• _What to produce_:
In the records below, find the line containing "target: green tree" and the line containing "Outline every instance of the green tree."; please repeat exactly the lines from one to the other, both included, and nothing more.

• _Study material_:
————————

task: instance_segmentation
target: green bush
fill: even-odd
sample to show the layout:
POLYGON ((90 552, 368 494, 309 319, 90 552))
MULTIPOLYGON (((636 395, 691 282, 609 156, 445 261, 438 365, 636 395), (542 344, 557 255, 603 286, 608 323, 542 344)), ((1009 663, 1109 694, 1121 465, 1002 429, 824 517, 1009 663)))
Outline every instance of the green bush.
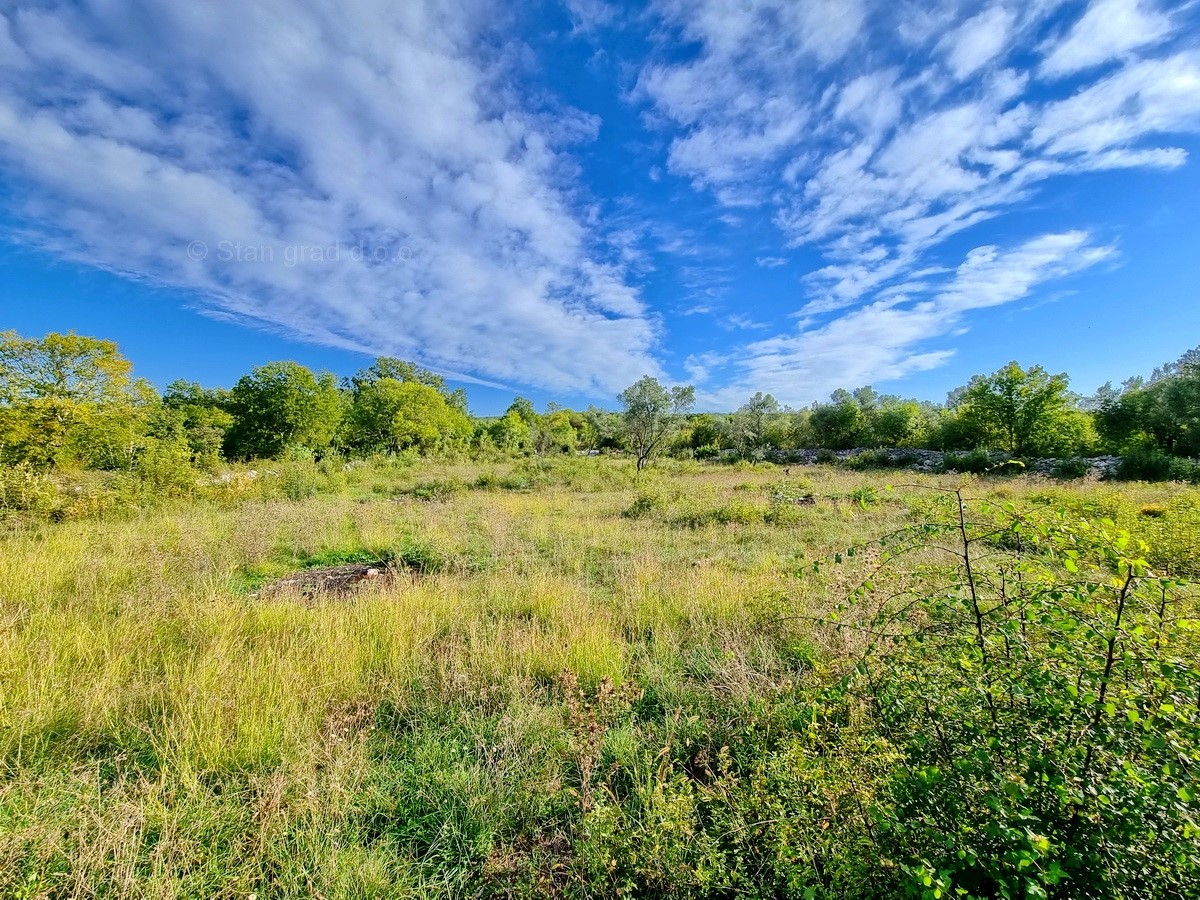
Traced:
POLYGON ((769 507, 744 500, 730 500, 717 506, 693 502, 683 506, 671 519, 672 524, 685 528, 703 528, 706 525, 753 525, 765 522, 769 507))
POLYGON ((887 450, 864 450, 842 463, 848 469, 867 471, 870 469, 906 469, 915 466, 921 457, 912 451, 889 453, 887 450))
POLYGON ((1188 481, 1200 484, 1200 462, 1169 456, 1157 447, 1130 450, 1121 457, 1116 477, 1122 481, 1188 481))
POLYGON ((418 481, 408 493, 418 500, 449 500, 465 494, 470 487, 461 478, 429 478, 418 481))
POLYGON ((943 500, 881 546, 896 559, 965 534, 948 562, 904 595, 864 585, 838 619, 871 611, 846 627, 889 637, 845 683, 903 760, 874 804, 889 893, 1190 896, 1195 598, 1110 521, 943 500))
POLYGON ((312 460, 296 460, 281 466, 279 489, 289 500, 307 500, 321 493, 324 478, 312 460))
POLYGON ((772 500, 763 520, 771 525, 791 526, 800 525, 807 520, 803 506, 787 500, 772 500))
POLYGON ((942 458, 942 469, 947 472, 963 472, 982 475, 1001 465, 993 462, 986 450, 969 450, 965 453, 947 453, 942 458))
POLYGON ((1091 471, 1092 467, 1086 459, 1060 459, 1054 464, 1050 474, 1062 481, 1072 481, 1087 477, 1091 471))
POLYGON ((196 488, 199 473, 192 466, 187 446, 154 441, 141 448, 133 460, 133 473, 160 497, 185 497, 196 488))
POLYGON ((652 490, 641 490, 621 515, 627 519, 641 519, 660 513, 666 508, 667 499, 662 494, 652 490))
POLYGON ((60 502, 58 485, 28 463, 0 466, 0 510, 49 515, 60 502))

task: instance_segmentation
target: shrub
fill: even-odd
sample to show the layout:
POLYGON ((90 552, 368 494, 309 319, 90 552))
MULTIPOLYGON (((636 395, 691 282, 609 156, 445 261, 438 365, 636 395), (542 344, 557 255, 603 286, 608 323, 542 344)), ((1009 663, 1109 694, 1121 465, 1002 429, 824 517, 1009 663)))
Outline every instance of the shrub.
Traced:
POLYGON ((470 489, 461 478, 429 478, 418 481, 408 491, 418 500, 448 500, 470 489))
POLYGON ((482 472, 476 477, 474 487, 481 491, 497 491, 503 486, 502 482, 495 472, 482 472))
POLYGON ((998 464, 992 461, 986 450, 969 450, 966 453, 947 453, 942 459, 942 469, 947 472, 964 472, 982 475, 998 464))
POLYGON ((787 500, 772 500, 764 519, 771 525, 799 525, 805 521, 804 507, 787 500))
POLYGON ((1086 478, 1092 471, 1091 464, 1086 459, 1060 459, 1050 470, 1050 474, 1062 481, 1072 481, 1076 478, 1086 478))
POLYGON ((685 528, 703 528, 706 525, 753 525, 767 519, 769 507, 731 500, 718 506, 706 506, 693 502, 684 506, 671 520, 672 524, 685 528))
POLYGON ((753 503, 731 500, 712 511, 714 522, 722 525, 752 525, 766 518, 767 510, 753 503))
POLYGON ((1188 896, 1200 648, 1176 618, 1186 586, 1152 575, 1149 548, 1111 521, 961 492, 939 508, 880 549, 965 535, 948 562, 902 595, 864 584, 862 617, 835 625, 888 636, 846 685, 903 759, 874 803, 889 893, 1188 896))
POLYGON ((621 513, 627 519, 641 519, 662 512, 667 508, 666 498, 656 491, 638 491, 632 505, 621 513))
POLYGON ((1170 481, 1175 460, 1157 447, 1130 450, 1121 457, 1116 477, 1122 481, 1170 481))
POLYGON ((536 462, 521 463, 499 481, 506 491, 533 491, 553 483, 549 467, 536 462))
POLYGON ((812 497, 814 486, 811 479, 800 477, 764 484, 762 490, 772 500, 799 503, 812 497))
POLYGON ((423 575, 448 571, 452 564, 449 554, 424 538, 405 535, 391 557, 393 564, 423 575))
POLYGON ((307 500, 321 492, 324 479, 311 459, 297 460, 281 467, 279 489, 289 500, 307 500))
POLYGON ((152 442, 134 457, 133 472, 159 497, 183 497, 196 487, 197 472, 186 446, 152 442))
POLYGON ((864 450, 847 459, 842 465, 849 469, 866 471, 869 469, 907 469, 921 461, 920 455, 906 450, 891 453, 887 450, 864 450))
POLYGON ((842 465, 847 469, 856 469, 858 471, 888 469, 891 468, 892 459, 886 450, 864 450, 843 461, 842 465))
POLYGON ((856 487, 849 493, 848 496, 863 509, 867 509, 872 506, 878 506, 880 502, 879 491, 868 485, 856 487))
POLYGON ((1129 451, 1117 466, 1122 481, 1188 481, 1200 484, 1200 462, 1168 456, 1157 447, 1129 451))
POLYGON ((0 510, 48 515, 60 503, 58 485, 28 463, 0 466, 0 510))

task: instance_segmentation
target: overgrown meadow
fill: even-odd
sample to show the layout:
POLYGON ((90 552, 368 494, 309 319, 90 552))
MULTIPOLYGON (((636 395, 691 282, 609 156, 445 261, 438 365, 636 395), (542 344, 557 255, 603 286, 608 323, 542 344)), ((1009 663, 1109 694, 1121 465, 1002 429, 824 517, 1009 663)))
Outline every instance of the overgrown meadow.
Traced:
POLYGON ((1200 490, 305 465, 8 520, 0 895, 1194 896, 1200 490))

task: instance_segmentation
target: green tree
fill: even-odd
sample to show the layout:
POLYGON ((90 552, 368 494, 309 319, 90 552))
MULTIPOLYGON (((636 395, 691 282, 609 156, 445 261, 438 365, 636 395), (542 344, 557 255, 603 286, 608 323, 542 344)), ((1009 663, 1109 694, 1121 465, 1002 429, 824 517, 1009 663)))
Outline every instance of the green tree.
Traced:
MULTIPOLYGON (((1155 369, 1149 382, 1130 379, 1124 390, 1097 392, 1097 427, 1119 451, 1153 447, 1200 455, 1200 348, 1155 369)), ((1106 388, 1108 386, 1106 385, 1106 388)))
MULTIPOLYGON (((380 382, 385 384, 386 382, 380 382)), ((436 388, 413 381, 392 382, 394 404, 390 439, 399 450, 444 453, 462 446, 471 435, 471 420, 436 388)))
POLYGON ((884 447, 919 447, 928 429, 929 415, 916 400, 887 400, 871 416, 871 434, 884 447))
POLYGON ((625 436, 621 416, 598 406, 589 406, 583 411, 591 433, 594 435, 591 450, 621 450, 625 436))
POLYGON ((322 450, 342 421, 344 400, 333 375, 295 362, 273 362, 243 375, 229 393, 233 425, 226 453, 266 459, 289 447, 322 450))
POLYGON ((451 391, 446 387, 446 379, 441 375, 393 356, 377 357, 371 365, 360 369, 349 379, 348 387, 352 393, 357 393, 363 387, 384 379, 426 385, 445 397, 446 402, 460 412, 467 411, 467 394, 462 388, 451 391))
POLYGON ((233 425, 229 391, 204 388, 191 381, 173 381, 163 393, 163 406, 174 413, 195 460, 216 460, 233 425))
POLYGON ((830 450, 849 450, 861 446, 867 418, 853 395, 838 389, 830 395, 830 403, 813 405, 808 418, 808 431, 813 443, 830 450))
POLYGON ((505 453, 516 453, 529 444, 529 425, 512 409, 488 422, 485 430, 496 448, 505 453))
POLYGON ((102 419, 126 429, 147 393, 132 371, 113 341, 0 332, 0 458, 56 466, 86 454, 77 438, 102 419))
POLYGON ((545 415, 536 416, 530 432, 533 452, 538 456, 575 449, 575 429, 571 427, 571 416, 565 409, 551 408, 545 415))
POLYGON ((1085 436, 1068 384, 1066 375, 1011 362, 971 379, 960 416, 988 446, 1017 456, 1076 452, 1085 436))
POLYGON ((701 413, 691 417, 686 432, 688 447, 692 451, 699 450, 703 451, 703 454, 713 455, 721 449, 726 429, 721 420, 712 413, 701 413))
POLYGON ((622 418, 629 446, 642 470, 650 457, 679 426, 680 417, 696 402, 691 385, 668 390, 657 378, 646 375, 621 392, 622 418))
POLYGON ((364 453, 395 453, 401 449, 396 414, 404 402, 405 383, 395 378, 358 383, 342 423, 348 446, 364 453))
POLYGON ((779 414, 779 401, 759 391, 734 413, 734 430, 742 453, 761 452, 770 443, 768 434, 779 414))

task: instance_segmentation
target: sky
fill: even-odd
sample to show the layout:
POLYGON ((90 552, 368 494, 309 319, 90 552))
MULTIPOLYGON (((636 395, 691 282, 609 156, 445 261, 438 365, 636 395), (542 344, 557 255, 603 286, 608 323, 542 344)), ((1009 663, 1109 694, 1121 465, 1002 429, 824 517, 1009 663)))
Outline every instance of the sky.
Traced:
POLYGON ((1195 0, 0 0, 0 329, 472 409, 1200 345, 1195 0))

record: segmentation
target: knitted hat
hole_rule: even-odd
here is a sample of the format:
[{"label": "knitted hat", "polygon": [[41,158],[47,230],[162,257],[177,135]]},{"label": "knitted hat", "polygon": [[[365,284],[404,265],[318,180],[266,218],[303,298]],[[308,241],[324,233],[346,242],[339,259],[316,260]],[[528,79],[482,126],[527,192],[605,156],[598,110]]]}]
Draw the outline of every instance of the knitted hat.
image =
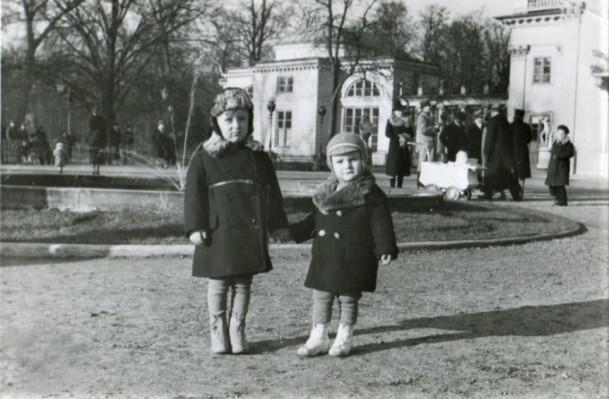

————————

• _Solution for this task_:
target: green tree
fill: even-odd
sample to show the layout:
POLYGON ((90 552, 368 494, 309 319, 90 552))
MULTIPOLYGON (((636 395, 691 282, 609 156, 445 261, 438 365, 636 395), (542 344, 557 255, 603 286, 608 323, 542 344)), ((1009 663, 1109 694, 1121 465, 1002 429, 824 517, 1009 663)))
Outline every instance of the green tree.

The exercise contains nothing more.